From the forum thread about the horse, return everything from "When you say" down to "she a Pintaloosa?", copied word for word.

### Reading text
────
Click on the pictures, Poptart, lol!

Thanks you HAF!


----------



## Small_Town_Girl (Feb 15, 2008)

bump


----------



## appylover31803 (Sep 18, 2007)

she's adorable! 

She looks much less of a "wild child" with her new hair cut.

I have no eye for conformation, but i love her! Have tons of fun with her!


----------



## Small_Town_Girl (Feb 15, 2008)

Thanks Appy, I don't really know how to critique horses well either, lol!

I love her new look as well!


----------



## Feathers (Dec 22, 2007)

I really like her coloring as well!! What a pretty girl!! I have no critique to offer...she looks great to me


----------



## Small_Town_Girl (Feb 15, 2008)

Feathers said:


> I really like her coloring as well!! What a pretty girl!! I have no critique to offer...she looks great to me


Wow, Thanks!


----------



## kickshaw (May 7, 2008)

i like her mane like that!

I think she needs a bit more weight - she looks fairly hippy in the photos. I also like the tail to be docked a bit lower - 2-3 inches above the fetlock. 

She's such a cutie...congrats!


----------



## Small_Town_Girl (Feb 15, 2008)

kickshaw said:


> i like her mane like that!
> 
> I think she needs a bit more weight - she looks fairly hippy in the photos. I also like the tail to be docked a bit lower - 2-3 inches above the fetlock.
> 
> She's such a cutie...congrats!


Wow, and people was calling her fat, LOL.

When you say the tail docked, does that mean it needs to grow 
out or I should cut it shorter? Kinda confused me, sorry, lol!

I thank you for your honest critique!


----------



## Gingerrrrr (Feb 12, 2008)

so technically isnt she a Pintaloosa?
────
### Collected data
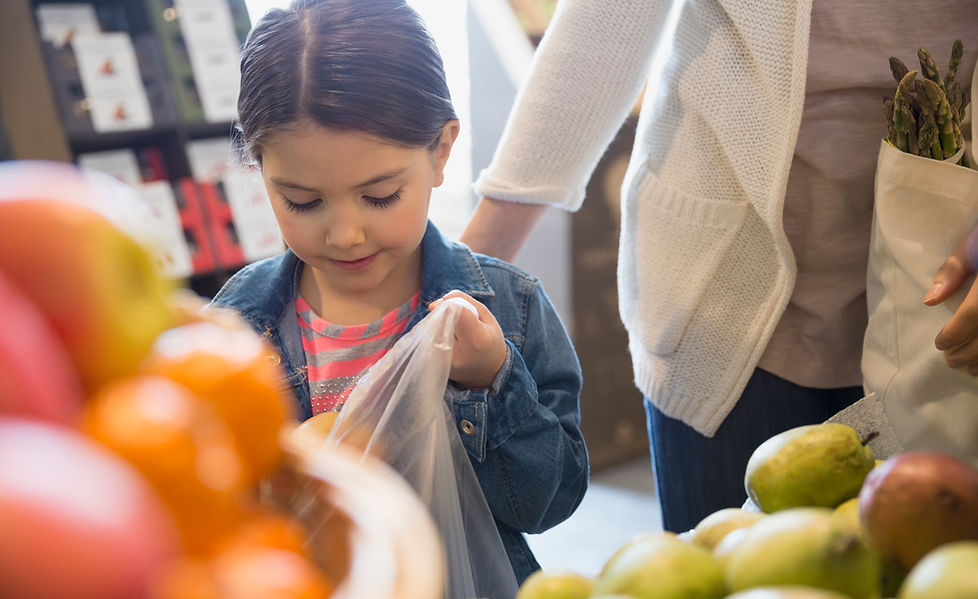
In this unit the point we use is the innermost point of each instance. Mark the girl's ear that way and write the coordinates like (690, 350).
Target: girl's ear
(449, 133)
────
### Output for this task
When you say the tail docked, does that mean it needs to grow 
out or I should cut it shorter? Kinda confused me, sorry, lol!

I thank you for your honest critique!


----------



## Gingerrrrr (Feb 12, 2008)

so technically isnt she a Pintaloosa?